• **THE TASK**: Your answer should be an exact copy of every record.

Stored dataset items:
== == ==

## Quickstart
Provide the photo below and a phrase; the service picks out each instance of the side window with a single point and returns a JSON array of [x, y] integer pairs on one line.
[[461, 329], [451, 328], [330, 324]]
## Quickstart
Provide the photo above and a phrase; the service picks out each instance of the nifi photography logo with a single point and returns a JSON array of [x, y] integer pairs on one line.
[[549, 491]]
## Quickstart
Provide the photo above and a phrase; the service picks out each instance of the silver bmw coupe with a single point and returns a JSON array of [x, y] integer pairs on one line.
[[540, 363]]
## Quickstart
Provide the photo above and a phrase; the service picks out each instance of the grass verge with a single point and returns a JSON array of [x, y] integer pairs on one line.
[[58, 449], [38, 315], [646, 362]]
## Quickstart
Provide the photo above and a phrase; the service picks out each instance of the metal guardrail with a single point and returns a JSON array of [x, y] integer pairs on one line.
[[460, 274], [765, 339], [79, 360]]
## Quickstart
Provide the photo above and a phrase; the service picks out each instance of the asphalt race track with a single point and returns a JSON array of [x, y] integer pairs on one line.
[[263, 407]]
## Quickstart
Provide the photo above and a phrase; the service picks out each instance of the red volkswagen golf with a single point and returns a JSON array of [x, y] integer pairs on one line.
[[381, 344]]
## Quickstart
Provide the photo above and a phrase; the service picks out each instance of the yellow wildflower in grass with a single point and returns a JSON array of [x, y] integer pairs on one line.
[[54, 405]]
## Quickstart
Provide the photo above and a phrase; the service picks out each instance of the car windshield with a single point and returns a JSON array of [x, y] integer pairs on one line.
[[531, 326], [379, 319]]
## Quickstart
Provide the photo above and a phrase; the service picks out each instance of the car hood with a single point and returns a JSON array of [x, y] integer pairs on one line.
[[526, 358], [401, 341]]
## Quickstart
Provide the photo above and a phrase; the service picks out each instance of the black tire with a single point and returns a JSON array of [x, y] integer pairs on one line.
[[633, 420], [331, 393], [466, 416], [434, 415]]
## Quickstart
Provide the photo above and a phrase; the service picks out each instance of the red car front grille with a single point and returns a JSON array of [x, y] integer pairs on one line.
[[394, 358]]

== == ==

• **EXPECTED ANSWER**:
## Quickstart
Provide the photo below and a phrase; the service picks out each instance of the side window with a single point and returns a JSON array of [x, y] integer pairs on one line.
[[461, 329], [451, 328], [330, 324]]
## Quickstart
Provide the photo above and a phrase; the service picks out each instance of the nifi photography logo with a single point and returns a JSON array of [x, y] integer pairs on one line.
[[549, 491]]
## Quickstart
Provide the photo above and a phrase; the service picks out each instance of the silver bmw coupe with a single point and returns a JSON array of [x, y] integer pairs on one line.
[[540, 363]]
## Quickstart
Provide the photo above and a phrase; the service picks out each instance of the grass verge with a single point and returns a JSON array of [x, y] integer pairs on one line.
[[58, 449], [38, 315], [646, 362]]
## Quickstart
Provide the photo above and a phrase; the service picks out each instance of the metal guardrail with a single point and returns a JSON array of [x, y] integer pairs on one line.
[[460, 274], [765, 339], [79, 360]]
## Quickstart
Provide the photo above and a phrase; the service picks out each instance of the asphalt race track with a single point and returns a JSON array of [x, y] integer pairs on one line.
[[263, 407]]
## Quickstart
Provide the photo above and a phrase; the service picks out each instance of the red volkswagen golf with a single point and returns a JSON array of [x, y] integer pairs on one line.
[[381, 344]]
## Quickstart
Provide the photo above and a phrase; the service picks out each instance of the yellow wildflower in grass with a single point and returns a JSON array of [x, y] integer pairs on one line.
[[54, 405]]
## Quickstart
Provide the photo above and a phrase; the service picks out each instance of the car windshield with a single point and returns a JSON array of [x, y] integer pairs on one line.
[[531, 326], [379, 319]]
## Quickstart
Provide the photo above and a phrase; the service picks out each instance of the car hood with a single point and returns a JSON array of [x, y] integer pairs on one line.
[[526, 358], [401, 341]]
## Quickstart
Provide the photo above and a phrase; the service picks out each instance of the black tire with a single point and returns a JSON array of [x, y] integer pairs on one line.
[[633, 420], [331, 393], [466, 416], [434, 415]]
## Quickstart
Provide the photo above and a phrase; the service picks out each instance of the red car front grille with a single point and returns a JSON array of [x, y] integer pairs on one line.
[[394, 358]]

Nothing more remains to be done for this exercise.